#### Provided passage:
YA: I talked to four nurses, both separately and in a group. Talking to people in a group, they jog each other’s memory, so you get different aspects of the story than when you talk to them alone. And the nurses were the only ones I did a group interview with.
Carolyn Tucker, who’s known as Sam, put all this stuff together. She became my de facto research assistant. She called all these people, and we got together for this group interview in her living room.
What Nancy Daniel did was really remarkable. She was a scrub nurse then, and now, I think because of this disaster, she’s moved into the public health realm, where she’s a team leader at the same hospital [now Ascension Saint Thomas Three Rivers]. She had remembered at the time these ID tags you could put on a patient you’d given a medication to. So she grabbed the tags and put them around patients’ wrists because they didn’t check anybody in. They had all these patients flooding the emergency room, and you didn’t know who anybody was because they were burned so badly. If they could tell you their name, she’d put their name on it; if they didn’t have their name, she’d still put a tag on and say “Morphine given” and the time, so that the nurse coming behind her didn’t overdose them and possibly kill the patient. I think that was ingenious because again, there wasn’t any plan to do that. She just remembered something in her training, or maybe in their mass casualty drill.
It’s important to remember the power was out as well. They were doing all of this with flashlights!
JZ: What were some of the main themes from your conversations with the nurses?
YA: What struck them the most was the level of pain the patients were in. I painted a scene where Nancy and Sam are walking down the hallways, and the burn victims are pulling on the legs of their scrub pants saying, “Can you just give me something for pain?” And that has really stuck with them the rest of their lives.
The other thing they mentioned was not being able to get IV access, because usually it is the nurse who gets the IV line. They couldn’t do that in these patients because they were so severely burned. They needed a surgeon, like my father, to do it. I think Sam said it best: She wanted to scream because she didn’t know what to do. It was really overwhelming for them because a lot of the things they would usually do in an orderly fashion weren’t available to them.
JZ: How might this story play out in Waverly today, or any other small town in America?

#### Material supplied:
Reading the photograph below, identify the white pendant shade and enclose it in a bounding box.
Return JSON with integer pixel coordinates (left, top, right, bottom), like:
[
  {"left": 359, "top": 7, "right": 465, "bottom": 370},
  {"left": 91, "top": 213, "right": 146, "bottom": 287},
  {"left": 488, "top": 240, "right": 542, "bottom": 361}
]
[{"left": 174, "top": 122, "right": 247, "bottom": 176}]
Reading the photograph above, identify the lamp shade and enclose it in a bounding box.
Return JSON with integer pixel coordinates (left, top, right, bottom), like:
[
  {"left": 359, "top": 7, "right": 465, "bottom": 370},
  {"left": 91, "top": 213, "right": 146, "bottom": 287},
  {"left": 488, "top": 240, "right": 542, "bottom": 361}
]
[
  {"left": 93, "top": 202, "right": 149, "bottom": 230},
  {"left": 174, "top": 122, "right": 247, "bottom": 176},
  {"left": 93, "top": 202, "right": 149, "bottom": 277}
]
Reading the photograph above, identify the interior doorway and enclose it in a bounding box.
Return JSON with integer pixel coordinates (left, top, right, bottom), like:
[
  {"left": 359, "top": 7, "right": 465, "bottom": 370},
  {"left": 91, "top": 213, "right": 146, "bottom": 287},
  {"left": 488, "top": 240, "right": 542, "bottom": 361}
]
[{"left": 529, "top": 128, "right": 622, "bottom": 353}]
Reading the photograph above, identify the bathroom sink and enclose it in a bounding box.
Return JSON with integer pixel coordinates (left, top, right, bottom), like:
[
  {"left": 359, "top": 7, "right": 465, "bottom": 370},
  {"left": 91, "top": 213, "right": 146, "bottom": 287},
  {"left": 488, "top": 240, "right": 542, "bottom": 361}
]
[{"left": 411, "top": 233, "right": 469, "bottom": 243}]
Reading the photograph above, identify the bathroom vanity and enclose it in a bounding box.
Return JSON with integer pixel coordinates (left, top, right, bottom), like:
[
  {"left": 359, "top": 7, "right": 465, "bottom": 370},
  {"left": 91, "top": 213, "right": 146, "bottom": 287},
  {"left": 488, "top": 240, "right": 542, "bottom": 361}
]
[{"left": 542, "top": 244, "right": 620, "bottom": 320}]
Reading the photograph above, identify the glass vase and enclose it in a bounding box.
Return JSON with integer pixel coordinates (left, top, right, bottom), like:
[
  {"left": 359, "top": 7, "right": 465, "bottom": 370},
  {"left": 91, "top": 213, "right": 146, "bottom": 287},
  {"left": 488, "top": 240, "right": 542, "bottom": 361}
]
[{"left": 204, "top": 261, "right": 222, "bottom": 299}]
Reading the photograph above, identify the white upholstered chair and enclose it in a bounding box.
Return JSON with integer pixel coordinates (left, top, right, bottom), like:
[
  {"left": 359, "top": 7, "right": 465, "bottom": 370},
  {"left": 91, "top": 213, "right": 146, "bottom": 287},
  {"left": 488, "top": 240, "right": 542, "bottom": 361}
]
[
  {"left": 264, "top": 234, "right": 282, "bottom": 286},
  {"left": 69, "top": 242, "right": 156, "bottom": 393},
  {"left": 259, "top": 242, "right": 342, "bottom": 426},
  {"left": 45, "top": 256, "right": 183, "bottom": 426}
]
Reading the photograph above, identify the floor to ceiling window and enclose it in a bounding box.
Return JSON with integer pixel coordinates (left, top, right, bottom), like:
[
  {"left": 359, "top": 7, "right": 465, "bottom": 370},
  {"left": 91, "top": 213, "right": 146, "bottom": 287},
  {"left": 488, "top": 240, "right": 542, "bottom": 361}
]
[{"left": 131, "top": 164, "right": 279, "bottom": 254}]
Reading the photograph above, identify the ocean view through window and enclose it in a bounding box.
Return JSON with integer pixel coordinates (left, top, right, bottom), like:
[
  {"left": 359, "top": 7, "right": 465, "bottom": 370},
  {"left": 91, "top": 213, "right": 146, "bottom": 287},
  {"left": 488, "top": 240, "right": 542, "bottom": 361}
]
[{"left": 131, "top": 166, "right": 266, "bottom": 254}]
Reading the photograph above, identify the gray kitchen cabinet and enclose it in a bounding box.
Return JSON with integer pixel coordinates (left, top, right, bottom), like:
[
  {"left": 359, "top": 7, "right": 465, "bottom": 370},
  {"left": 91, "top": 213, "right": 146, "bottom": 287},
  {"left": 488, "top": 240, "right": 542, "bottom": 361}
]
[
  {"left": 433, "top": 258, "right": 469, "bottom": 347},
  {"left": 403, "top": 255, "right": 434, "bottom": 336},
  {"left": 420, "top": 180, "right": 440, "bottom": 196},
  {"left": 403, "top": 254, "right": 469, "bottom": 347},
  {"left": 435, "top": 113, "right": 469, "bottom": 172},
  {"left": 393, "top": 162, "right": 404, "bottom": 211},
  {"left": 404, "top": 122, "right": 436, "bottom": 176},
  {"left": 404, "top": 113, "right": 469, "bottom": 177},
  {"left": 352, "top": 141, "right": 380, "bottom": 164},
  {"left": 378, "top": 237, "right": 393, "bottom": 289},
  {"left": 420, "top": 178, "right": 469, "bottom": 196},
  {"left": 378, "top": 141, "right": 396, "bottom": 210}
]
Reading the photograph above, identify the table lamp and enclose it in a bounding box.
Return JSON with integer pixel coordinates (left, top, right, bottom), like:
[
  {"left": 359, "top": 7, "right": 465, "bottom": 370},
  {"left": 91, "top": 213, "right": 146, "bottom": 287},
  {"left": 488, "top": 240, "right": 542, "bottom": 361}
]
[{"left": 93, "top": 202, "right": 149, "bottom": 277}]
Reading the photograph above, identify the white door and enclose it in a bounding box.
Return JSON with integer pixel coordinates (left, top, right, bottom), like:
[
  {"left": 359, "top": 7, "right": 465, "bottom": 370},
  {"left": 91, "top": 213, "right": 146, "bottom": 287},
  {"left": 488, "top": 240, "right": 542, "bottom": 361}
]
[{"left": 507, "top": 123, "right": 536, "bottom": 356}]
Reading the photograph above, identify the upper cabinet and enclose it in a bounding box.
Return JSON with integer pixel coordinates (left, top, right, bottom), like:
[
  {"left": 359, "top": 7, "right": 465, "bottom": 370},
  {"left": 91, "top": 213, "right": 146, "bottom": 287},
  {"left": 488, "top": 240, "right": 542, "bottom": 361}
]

#### Exercise aim:
Extend the interview about the nurses who treated burn patients in Waverly, picking up directly after its final question. The material has no connection to the interview about the Waverly nurses.

#### Response for this exercise:
YA: I’m asked that a lot. I really think it depends on the quality of the community hospital, which is why I put a chapter in the book on the struggle of the community hospital. Since this book has come out, the hospital in Waverly has turned around. A year ago, I was telling people I don’t know how it would go in Waverly because they don’t have a trauma surgeon at that hospital. That was really fortunate that they did [in 1978] — not a lot of rural hospitals have that.
JZ: Would they be more or less prepared to deal with this type of disaster than they were in 1978?
YA: Having been in the hospital system myself, these are drills that are done again and again. Everyone gets the plan, and it’s just so much more organized now. They are more prepared because it’s a standard of training now. Everybody at every level goes through what their role would be if there were a mass casualty event or disaster.
The other thing to note is that we now have medical evacuation helicopters that are not just military helicopters. Ambulances are better equipped than they ever were at that time. There are just more transportation capabilities.
The one thing I tell people in closing is, I think the biggest lesson of the Waverly train disaster story is the triumph of community over chaos. When you ask, “How did they overcome the chaos,” I really think it is the resilience of the community. They knew each other, they pulled together and everybody pulled their weight. It’s a great community story.
Since writing the chronicle of her hometown, Yasmine has also released her debut novel, A View From the Cliffs.